What is asked — Tally the lines of the material below that contain the word "yellow". Reply with the number alone.

Data to process —
- - - - - - -
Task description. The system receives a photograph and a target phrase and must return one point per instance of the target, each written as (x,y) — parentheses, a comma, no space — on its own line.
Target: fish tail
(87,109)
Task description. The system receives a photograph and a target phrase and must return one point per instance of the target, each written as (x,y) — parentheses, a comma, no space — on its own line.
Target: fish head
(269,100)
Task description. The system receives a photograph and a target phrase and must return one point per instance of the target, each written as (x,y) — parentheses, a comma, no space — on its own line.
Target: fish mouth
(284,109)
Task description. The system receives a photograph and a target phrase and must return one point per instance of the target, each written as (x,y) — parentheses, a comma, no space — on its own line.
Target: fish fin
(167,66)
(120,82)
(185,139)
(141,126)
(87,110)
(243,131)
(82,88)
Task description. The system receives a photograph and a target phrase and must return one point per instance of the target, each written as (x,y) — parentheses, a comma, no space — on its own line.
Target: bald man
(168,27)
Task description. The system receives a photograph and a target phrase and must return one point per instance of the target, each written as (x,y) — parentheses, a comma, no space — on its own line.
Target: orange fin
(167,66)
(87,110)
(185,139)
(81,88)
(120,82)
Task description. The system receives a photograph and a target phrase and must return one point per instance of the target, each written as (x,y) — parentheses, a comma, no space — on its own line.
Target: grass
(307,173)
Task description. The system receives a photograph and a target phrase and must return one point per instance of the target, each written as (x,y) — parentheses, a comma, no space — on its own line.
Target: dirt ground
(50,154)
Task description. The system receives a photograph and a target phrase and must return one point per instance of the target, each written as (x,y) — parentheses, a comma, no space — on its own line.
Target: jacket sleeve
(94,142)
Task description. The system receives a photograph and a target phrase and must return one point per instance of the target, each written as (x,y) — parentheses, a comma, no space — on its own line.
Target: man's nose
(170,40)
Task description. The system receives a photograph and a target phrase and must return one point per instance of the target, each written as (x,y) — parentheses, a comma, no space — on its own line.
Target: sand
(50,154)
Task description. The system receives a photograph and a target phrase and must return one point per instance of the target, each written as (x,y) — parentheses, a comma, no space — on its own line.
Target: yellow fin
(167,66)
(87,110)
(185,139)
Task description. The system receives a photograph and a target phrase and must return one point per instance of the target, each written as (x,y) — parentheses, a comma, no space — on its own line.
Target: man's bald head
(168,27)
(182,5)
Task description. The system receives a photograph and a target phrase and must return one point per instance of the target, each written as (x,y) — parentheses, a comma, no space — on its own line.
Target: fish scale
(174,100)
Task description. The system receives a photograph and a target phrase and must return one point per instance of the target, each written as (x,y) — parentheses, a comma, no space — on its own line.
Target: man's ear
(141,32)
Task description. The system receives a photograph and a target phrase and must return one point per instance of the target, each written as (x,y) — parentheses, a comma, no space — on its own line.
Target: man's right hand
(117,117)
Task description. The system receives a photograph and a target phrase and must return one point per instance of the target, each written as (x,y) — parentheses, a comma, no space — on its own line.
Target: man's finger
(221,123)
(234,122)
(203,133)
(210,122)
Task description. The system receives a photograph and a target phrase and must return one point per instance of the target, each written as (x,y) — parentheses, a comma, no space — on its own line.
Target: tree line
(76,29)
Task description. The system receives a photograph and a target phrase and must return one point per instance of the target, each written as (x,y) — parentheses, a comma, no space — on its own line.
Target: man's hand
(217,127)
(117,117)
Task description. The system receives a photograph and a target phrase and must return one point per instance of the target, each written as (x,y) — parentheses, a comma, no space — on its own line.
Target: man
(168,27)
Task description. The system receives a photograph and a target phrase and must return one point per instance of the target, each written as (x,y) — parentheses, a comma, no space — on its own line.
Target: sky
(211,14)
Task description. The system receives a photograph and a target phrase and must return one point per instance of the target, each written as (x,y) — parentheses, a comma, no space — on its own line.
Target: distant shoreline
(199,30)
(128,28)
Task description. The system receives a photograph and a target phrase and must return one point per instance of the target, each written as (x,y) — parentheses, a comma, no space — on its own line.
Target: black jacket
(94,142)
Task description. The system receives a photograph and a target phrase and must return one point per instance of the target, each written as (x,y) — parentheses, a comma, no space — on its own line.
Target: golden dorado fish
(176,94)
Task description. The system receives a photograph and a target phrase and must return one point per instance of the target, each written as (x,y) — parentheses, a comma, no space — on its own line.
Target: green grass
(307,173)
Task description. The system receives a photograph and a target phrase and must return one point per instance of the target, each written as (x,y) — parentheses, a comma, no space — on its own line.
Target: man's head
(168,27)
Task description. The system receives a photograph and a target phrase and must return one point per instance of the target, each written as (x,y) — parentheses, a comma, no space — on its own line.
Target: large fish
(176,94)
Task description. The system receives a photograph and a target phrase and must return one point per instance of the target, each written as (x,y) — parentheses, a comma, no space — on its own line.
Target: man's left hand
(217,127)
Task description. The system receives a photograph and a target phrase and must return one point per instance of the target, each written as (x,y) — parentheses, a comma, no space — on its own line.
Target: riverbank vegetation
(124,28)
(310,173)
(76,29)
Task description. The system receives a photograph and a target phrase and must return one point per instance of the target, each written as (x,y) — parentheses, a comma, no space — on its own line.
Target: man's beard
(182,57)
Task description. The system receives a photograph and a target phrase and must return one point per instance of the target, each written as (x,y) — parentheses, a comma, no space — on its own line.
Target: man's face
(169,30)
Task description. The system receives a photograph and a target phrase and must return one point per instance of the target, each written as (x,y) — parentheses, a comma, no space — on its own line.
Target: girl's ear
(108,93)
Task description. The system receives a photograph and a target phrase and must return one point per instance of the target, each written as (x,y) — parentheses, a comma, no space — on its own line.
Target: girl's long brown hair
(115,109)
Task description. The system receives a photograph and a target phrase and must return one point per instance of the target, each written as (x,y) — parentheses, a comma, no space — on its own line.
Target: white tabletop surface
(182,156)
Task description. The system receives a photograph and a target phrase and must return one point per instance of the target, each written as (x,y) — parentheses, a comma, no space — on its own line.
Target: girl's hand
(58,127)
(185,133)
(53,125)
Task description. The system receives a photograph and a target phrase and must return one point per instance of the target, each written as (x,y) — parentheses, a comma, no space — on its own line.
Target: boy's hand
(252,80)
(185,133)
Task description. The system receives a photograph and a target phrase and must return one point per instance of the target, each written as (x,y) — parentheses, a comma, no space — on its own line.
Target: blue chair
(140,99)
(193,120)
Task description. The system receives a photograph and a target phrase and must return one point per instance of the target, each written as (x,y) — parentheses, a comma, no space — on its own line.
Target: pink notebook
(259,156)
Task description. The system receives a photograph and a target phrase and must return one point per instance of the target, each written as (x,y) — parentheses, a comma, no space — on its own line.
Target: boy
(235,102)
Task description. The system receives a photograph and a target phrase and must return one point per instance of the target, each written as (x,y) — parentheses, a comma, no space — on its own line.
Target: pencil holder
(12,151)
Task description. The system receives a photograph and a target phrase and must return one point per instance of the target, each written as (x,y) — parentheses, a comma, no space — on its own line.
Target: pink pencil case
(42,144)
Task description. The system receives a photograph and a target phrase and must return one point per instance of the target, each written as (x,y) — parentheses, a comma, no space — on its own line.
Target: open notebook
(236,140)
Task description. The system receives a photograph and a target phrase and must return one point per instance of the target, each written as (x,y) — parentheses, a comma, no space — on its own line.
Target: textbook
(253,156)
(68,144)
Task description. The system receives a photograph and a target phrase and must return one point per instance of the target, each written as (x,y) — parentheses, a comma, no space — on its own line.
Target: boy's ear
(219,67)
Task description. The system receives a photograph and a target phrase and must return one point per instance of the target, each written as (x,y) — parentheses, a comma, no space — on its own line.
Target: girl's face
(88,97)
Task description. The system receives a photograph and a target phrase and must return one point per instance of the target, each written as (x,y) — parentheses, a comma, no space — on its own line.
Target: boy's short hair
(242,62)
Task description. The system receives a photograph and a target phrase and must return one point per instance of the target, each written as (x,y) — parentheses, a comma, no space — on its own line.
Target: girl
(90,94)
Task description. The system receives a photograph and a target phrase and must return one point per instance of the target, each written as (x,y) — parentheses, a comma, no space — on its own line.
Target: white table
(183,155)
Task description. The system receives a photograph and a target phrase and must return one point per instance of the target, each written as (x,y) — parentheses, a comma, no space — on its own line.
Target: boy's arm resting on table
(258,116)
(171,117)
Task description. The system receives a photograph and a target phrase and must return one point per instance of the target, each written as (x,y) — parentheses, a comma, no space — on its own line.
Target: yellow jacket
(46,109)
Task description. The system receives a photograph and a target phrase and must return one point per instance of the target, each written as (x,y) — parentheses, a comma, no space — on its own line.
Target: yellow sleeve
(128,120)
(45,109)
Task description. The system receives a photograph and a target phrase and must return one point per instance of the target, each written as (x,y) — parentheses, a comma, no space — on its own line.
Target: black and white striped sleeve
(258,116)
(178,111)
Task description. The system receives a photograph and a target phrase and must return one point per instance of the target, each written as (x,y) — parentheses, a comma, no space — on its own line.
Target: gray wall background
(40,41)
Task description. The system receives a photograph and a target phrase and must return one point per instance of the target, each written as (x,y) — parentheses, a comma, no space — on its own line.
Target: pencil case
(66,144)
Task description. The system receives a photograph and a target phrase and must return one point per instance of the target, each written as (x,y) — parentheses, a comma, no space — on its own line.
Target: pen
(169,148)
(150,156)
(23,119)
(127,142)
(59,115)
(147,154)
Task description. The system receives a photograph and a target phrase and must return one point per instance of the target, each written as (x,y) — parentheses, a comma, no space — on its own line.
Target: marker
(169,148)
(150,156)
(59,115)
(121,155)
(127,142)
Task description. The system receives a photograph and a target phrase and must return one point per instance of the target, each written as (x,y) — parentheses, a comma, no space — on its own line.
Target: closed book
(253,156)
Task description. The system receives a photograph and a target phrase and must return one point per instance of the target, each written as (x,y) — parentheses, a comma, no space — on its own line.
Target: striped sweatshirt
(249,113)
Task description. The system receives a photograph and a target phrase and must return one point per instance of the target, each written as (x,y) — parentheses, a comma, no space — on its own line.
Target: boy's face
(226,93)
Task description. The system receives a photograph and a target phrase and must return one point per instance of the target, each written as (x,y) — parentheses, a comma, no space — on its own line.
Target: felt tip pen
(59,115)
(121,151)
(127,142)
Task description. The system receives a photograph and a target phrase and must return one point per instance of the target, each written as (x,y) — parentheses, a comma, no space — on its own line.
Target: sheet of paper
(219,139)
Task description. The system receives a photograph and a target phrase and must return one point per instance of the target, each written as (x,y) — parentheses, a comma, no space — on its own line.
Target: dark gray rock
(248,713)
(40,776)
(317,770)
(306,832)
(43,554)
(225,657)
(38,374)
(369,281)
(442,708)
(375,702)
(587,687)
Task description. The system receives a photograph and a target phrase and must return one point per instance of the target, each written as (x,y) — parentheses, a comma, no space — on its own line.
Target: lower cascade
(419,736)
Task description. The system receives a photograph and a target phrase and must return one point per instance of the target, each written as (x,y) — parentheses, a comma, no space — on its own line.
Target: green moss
- - - - - - -
Answer to the task — 3